(Work to do)
1) Answer these from the Featured Snippets article below:
(a) Over about how many days did the first big dip happen?
(b) What did almost all of the searches that lost Featured Snippets gain?
(c) What does the search "HDMI cables" now show in place of its old Featured Snippet?
2) Write a continuation of the article on Featured Snippets that starts right after its last sentence.

***** Document excerpt *****

Over the past two years, we’ve seen a steady and substantial increase in Featured Snippets on Google SERPs. In our 10,000-keyword daily tracking set, Featured Snippets have gone from about 5.5% of queries in November 2015 to a recent high of just over 16% (roughly tripling). Other data sets, with longer tail searches, have shown even higher prevalence.

Near the end of October (far-right of the graph), we saw our first significant dip (spotted by Brian Patterson and Chris Long on SEL). This dip occurred over about a 4-day period, and represents roughly a 10% drop in searches with Featured Snippets. Here’s an enhanced, 2-week view (note: Y-axis is expanded to show the day-over-day changes more clearly):

Given the up-and-to-the-right history of Featured Snippets and the investments people have been making optimizing for these results, a 10% drop is worthy of our attention.

What happened, exactly?

To be honest, when we investigate changes like this, the best we can usually do is produce a list of keywords that lost Featured Snippets. Usually, we focus on high-volume keywords, which tend to be more interesting. Here’s a list of keywords that lost Featured Snippets during that time period:

  • CRM
  • ERP
  • MBA
  • buddhism
  • web design
  • anger management
  • hosting
  • DSL
  • ActiveX
  • ovulation

From an explanatory standpoint, this list isn’t usually very helpful – what exactly do “web design”, “buddhism”, and “ovulation” have in common (please, don’t answer that)? In this case, though, there was a clear and interesting pattern. Almost all of the queries that lost Featured Snippets gained Knowledge Panels that look something like this one:

These new panels account for the vast majority of the lost Featured Snippets I’ve spot-checked, and all of them are general Knowledge Panels coming directly from Wikipedia. In some cases, Google is using a more generic Knowledge Graph entry. For example, “HDMI cables”, which used to show a Featured Snippet (dominated by Amazon, last I checked), now shows no snippet and a generic panel for “HDMI”:

In very rare cases, a SERP added the new Knowledge Panel but retained the Featured Snippet, such as the top of this search for “credit score”:

These situations seemed to be the exceptions to the rule.

***** Entries provided *****

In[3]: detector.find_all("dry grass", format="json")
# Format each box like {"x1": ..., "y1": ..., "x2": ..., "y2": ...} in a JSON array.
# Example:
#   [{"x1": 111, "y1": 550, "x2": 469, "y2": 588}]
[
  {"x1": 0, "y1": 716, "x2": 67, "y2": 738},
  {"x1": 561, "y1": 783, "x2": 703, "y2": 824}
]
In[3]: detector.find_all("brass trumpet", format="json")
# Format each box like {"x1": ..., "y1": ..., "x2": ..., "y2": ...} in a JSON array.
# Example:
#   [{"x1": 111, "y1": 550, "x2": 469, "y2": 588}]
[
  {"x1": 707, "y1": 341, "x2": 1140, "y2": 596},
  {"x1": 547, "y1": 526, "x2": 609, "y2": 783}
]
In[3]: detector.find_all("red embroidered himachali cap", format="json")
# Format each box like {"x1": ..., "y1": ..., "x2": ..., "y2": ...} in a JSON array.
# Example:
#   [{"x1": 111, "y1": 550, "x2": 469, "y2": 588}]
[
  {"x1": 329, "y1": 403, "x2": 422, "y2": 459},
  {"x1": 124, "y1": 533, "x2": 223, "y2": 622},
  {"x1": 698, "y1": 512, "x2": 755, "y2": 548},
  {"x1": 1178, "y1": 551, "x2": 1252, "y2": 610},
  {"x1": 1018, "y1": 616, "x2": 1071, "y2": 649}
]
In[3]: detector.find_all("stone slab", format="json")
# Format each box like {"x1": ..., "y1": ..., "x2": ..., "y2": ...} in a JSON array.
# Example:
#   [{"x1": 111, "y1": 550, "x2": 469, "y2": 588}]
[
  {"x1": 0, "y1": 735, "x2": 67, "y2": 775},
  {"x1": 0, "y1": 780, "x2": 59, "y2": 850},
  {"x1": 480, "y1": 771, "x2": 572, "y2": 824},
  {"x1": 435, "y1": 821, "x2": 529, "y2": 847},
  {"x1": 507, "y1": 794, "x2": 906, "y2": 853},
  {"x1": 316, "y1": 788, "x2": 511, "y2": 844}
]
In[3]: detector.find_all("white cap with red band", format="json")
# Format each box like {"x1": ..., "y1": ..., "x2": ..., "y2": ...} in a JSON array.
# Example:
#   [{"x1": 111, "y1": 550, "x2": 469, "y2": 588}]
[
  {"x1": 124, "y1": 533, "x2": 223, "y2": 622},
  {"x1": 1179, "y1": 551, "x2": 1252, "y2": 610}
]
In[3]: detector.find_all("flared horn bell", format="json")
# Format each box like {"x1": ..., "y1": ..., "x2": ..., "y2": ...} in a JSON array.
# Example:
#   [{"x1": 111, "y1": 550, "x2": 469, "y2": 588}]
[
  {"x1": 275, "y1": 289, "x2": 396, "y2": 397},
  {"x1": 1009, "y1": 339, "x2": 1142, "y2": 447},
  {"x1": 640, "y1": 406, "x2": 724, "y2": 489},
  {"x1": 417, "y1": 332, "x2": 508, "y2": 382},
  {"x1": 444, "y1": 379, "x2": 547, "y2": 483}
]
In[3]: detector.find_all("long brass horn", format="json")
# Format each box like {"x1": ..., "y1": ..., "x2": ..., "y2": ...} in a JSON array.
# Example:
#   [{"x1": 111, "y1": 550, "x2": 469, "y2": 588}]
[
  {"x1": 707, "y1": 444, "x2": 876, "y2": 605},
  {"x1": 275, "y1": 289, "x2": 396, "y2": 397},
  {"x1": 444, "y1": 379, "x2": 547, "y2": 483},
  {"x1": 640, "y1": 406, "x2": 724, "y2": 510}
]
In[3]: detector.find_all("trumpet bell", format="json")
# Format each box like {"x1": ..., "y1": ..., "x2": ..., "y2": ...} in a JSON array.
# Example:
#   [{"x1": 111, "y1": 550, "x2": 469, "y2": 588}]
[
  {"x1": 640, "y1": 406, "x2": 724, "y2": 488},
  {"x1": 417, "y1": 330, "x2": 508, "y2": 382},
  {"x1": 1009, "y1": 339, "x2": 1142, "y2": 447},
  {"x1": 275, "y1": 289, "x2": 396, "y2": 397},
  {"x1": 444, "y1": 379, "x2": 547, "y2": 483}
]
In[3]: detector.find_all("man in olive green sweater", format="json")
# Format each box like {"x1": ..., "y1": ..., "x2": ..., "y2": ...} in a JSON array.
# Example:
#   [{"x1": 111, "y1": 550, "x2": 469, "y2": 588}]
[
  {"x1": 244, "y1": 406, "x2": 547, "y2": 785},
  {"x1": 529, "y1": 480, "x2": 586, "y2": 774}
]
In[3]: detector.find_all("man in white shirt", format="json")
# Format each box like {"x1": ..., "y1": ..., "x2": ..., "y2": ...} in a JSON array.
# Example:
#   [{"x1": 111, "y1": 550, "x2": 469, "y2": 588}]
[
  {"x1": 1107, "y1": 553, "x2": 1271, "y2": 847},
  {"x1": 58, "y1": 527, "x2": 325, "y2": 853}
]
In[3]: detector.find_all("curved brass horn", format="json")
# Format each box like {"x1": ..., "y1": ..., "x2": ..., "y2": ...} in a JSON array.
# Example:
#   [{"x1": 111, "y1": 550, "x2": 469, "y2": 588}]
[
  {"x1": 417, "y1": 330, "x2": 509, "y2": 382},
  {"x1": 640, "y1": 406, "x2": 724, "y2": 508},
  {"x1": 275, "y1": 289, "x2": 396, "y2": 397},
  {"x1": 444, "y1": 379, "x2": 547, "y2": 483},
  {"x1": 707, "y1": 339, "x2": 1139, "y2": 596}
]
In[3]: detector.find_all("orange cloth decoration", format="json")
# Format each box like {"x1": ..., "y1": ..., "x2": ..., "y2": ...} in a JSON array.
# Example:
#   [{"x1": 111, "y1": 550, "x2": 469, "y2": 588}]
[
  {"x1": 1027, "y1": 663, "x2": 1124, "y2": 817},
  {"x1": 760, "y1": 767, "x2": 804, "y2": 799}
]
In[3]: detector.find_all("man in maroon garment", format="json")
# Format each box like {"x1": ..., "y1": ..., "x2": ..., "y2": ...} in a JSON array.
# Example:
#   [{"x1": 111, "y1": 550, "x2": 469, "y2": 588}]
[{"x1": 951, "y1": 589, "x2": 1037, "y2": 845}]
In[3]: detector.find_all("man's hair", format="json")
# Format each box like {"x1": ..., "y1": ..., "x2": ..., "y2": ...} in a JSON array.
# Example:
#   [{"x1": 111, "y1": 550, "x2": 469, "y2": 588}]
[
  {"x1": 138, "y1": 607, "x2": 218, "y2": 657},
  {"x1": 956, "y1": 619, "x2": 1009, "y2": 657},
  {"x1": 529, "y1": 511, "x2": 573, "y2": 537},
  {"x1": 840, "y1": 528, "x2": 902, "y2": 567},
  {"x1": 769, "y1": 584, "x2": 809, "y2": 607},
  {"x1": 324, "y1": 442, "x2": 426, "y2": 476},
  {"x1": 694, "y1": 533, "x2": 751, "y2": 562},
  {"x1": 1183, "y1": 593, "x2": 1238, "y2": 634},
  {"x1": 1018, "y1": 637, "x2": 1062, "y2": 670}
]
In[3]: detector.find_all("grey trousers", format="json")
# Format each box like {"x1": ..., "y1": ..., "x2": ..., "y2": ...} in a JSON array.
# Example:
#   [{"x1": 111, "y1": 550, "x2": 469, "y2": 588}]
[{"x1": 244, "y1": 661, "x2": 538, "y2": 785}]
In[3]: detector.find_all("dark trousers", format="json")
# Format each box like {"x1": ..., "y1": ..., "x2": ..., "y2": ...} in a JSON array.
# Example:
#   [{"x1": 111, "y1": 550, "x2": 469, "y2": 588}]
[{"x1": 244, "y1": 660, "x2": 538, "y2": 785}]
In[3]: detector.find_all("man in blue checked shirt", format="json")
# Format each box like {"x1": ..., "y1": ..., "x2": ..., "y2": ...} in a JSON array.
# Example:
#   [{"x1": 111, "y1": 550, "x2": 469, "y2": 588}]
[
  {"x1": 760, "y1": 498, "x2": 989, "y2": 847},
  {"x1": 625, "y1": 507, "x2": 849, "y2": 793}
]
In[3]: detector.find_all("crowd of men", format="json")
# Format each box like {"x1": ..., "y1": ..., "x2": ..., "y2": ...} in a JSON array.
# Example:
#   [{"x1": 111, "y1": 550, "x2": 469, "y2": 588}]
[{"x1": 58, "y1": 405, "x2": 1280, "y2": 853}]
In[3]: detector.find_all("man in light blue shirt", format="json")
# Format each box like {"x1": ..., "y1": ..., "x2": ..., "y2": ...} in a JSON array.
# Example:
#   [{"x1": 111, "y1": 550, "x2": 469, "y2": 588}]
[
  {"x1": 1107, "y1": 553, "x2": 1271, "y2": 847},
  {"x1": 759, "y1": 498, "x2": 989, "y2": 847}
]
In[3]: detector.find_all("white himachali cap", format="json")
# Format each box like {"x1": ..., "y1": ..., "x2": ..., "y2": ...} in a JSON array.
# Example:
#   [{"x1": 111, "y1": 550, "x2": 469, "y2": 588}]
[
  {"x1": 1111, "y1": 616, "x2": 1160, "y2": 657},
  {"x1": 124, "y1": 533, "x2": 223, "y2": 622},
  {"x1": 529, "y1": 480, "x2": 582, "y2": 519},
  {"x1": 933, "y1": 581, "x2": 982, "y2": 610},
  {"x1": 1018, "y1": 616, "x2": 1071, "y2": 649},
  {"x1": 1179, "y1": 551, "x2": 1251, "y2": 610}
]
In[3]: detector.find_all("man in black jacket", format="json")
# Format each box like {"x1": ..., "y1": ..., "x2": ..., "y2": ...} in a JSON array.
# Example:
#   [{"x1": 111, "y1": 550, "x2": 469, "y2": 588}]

*****

(Responses in order)
1)
(a) About 4 days.
(b) Knowledge Panels, most of them general panels taken straight from Wikipedia.
(c) No snippet, and a generic panel for "HDMI".

2)
What about other SERPs?

The SERPs that lost Featured Snippets were only one part of this story. Over the same time period, we saw an explosion (about +30%) in Knowledge Panels:

This Y-axis has not been magnified – the jump in Knowledge Panels is clearly visible even at normal scale. Other tracking sites saw similar, dramatic increases, including this data from RankRanger. This jump appears to be a similar type of descriptive panel, ranging from commercial keywords, like “wedding dresses” and “Halloween costumes”…

…to brand keywords, like “Ray-Ban”…

Unlike definition boxes, many of these new panels appear on words and phrases that appear to be common knowledge and add little value. Here’s a panel on “job search”…

I suspect that most people searching for “job search” or “job hunting” don’t need it defined. Likewise, people searching for “travel” probably weren’t confused about what travel actually is…

Thanks for clearing that up, Google. I’ve decided to spare you all and leave out a screenshot for “toilet” (go ahead and Google it). Almost all of these new panels appear to be driven by Wikipedia (or Wikidata), and most of them are single-paragraph definitions of terms.

Were there other changes?

During the exact same period, we also noticed a drop in SERPs with inline image results. Here’s a graph of the same 2-week period reported for the other features:

This drop almost exactly mirrors the increase in Knowledge Panels. In cases where the new panels were added, those panels almost always contain a block of images at the top. This block seems to have replaced inline image results. It’s interesting to note that, because image blocks in the left-hand column consume an organic position, this change freed up an organic spot on the first page of results for those terms.

Why did Google do this?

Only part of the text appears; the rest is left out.